-- start of Source document --

All of lore.kernel.org
 help / color / mirror / Atom feed
From: "Li, ZhenHua" <zhen-hual@hp.com>
To: "Eric W. Biederman" <ebiederm@xmission.com>
Cc: Takao Indoh <indou.takao@jp.fujitsu.com>,
	Baoquan He <bhe@redhat.com>,
	"Vaden, Tom L (HP Server OS Architecture)" <tom.vaden@hp.com>,
	"linux-pci@vger.kernel.org" <linux-pci@vger.kernel.org>,
	Joerg Roedel <joro@8bytes.org>,
	"kexec@lists.infradead.org" <kexec@lists.infradead.org>,
	"Hoemann, Jerry" <jerry.hoemann@hp.com>,
	"linux-kernel@vger.kernel.org" <linux-kernel@vger.kernel.org>,
	"open list:INTEL IOMMU (VT-d)" <iommu@lists.linux-foundation.org>,
	doug.hatch@hp.com,
	"ishii.hironobu@jp.fujitsu.com" <ishii.hironobu@jp.fujitsu.com>,
	Bjorn Helgaas <bhelgaas@google.com>,
	zhenhua@hp.com, David Woodhouse <dwmw2@infradead.org>
Subject: Re: [PATCH 0/8] iommu/vt-d: Fix crash dump failure caused by legacy DMA/IO
Date: Wed, 22 Oct 2014 11:08:36 +0800	[thread overview]
Message-ID: <54471FB4.4030602@hp.com> (raw)
In-Reply-To: <87mw8on7lx.fsf@x220.int.ebiederm.org>

Need more time to read and think about these mails. I just want to 
clarify one thing: Bill has left HP, and now I inherited his works.
That's why I sent an update of his patch
	https://lkml.org/lkml/2014/10/21/134

On 10/22/2014 10:47 AM, Eric W. Biederman wrote:
> Bjorn Helgaas <bhelgaas@google.com> writes:
>
>> [-cc Bill, +cc Zhen-Hua, Eric, Tom, Jerry]
>>
>> Hi Joerg,
>>
>> I was looking at Zhen-Hua's recent patches, trying to figure out if I
>> need to do anything with them.  Resetting devices in the old kernel
>> seems like a non-starter.  Resetting devices in the new kernel, ...,
>> well, maybe.  It seems ugly, and it seems like the sort of problem
>> that IOMMUs are designed to solve.  Anyway, I found this old
>> discussion that I didn't quite understand:
>
> For context here is the kexec on panic design, and what I know from
> previous rounds of similar conversations.
>
> The way kexec on panic aka kdump is designed to work is that the
> recovery kernel lives in a piece of memory reserved at boot time and
> known not to be in use by any driver (because we never ever use it for
> DMA).  If DMA's continue from any source the old kernel may be a little
> more corrupted but our currently running kernel should not.
>
> Device drivers that we use in the recovery kernel are required to be
> able to initialize their devices from an arbitrary state or fail to
> initialize their devices.

-- end of Source document --

■ **Set task**: Carry on the mailing-list thread about kdump and IOMMU crash dump failures, starting right after its last sentence.

-- start of Record extracts --

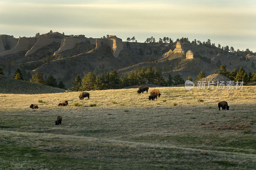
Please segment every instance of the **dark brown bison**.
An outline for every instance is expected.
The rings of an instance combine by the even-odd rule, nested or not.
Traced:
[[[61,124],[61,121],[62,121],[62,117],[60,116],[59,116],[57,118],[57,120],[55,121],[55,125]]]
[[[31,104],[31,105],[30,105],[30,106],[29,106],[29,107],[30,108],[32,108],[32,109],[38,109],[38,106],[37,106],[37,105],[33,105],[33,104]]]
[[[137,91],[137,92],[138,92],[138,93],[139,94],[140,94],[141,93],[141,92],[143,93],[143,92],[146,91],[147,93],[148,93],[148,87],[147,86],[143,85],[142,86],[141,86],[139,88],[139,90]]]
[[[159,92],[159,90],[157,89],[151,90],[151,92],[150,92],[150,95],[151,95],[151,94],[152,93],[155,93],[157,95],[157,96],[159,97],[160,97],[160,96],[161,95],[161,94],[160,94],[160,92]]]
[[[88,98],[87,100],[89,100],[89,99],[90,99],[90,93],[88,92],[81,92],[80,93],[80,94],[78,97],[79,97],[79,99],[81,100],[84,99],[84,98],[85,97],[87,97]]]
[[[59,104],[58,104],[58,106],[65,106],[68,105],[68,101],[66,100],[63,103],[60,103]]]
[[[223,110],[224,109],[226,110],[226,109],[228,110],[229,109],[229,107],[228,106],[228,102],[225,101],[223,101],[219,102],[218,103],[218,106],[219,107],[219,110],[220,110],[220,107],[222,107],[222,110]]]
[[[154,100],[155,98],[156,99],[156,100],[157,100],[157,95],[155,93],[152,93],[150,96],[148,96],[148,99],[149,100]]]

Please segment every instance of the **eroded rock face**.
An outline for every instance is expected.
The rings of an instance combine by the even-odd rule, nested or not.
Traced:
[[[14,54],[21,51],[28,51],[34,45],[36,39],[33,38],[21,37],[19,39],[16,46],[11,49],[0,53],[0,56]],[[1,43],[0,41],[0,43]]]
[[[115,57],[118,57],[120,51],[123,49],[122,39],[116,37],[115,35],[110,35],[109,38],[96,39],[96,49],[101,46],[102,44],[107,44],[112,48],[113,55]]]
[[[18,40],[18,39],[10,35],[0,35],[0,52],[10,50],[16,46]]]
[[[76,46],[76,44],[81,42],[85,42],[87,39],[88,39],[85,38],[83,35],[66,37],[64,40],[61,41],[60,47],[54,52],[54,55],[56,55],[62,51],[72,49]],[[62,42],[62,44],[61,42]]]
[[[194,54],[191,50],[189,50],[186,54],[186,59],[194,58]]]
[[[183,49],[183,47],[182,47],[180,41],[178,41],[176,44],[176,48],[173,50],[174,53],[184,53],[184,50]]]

-- end of Record extracts --

■ **Answer to the problem**:
>
> We have discussed things on various occassions but IOMMUs all have their
> own individual idiosynchrousies and came late to the party so that it
> is hard to generalize.
>
> The reserved region is generally low enough in memory that simply
> not using IOMMUs works.
>
> The major challenge with initializing an IOMMU would be that there are
> potentially devices whose driver is not loaded in the recover kernel
> with on-going DMA sessions (perhaps a NIC in response to network
> packet).
>
> Which essentially means that if you are going to use an IOMMU slot in a
> recovery kernel you have to either know that IOMMU slot was reserved for
> the recovery kernel (what has always felt like the easiest way to me).
> Or you have to know everything that could target that IOMMU slot has
> been reset or has it's driver loaded.
>
> I have always thought the simplist and easiest solution would be to
> reserve a few IOMMU slots for the kexec on panic kernel.  But if folks
> can find other ways to guarantee that an on-going DMA isn't targeting
> an IOMMU slot (such as resetting everything downstream from that
> IOMMU slot) more power to you.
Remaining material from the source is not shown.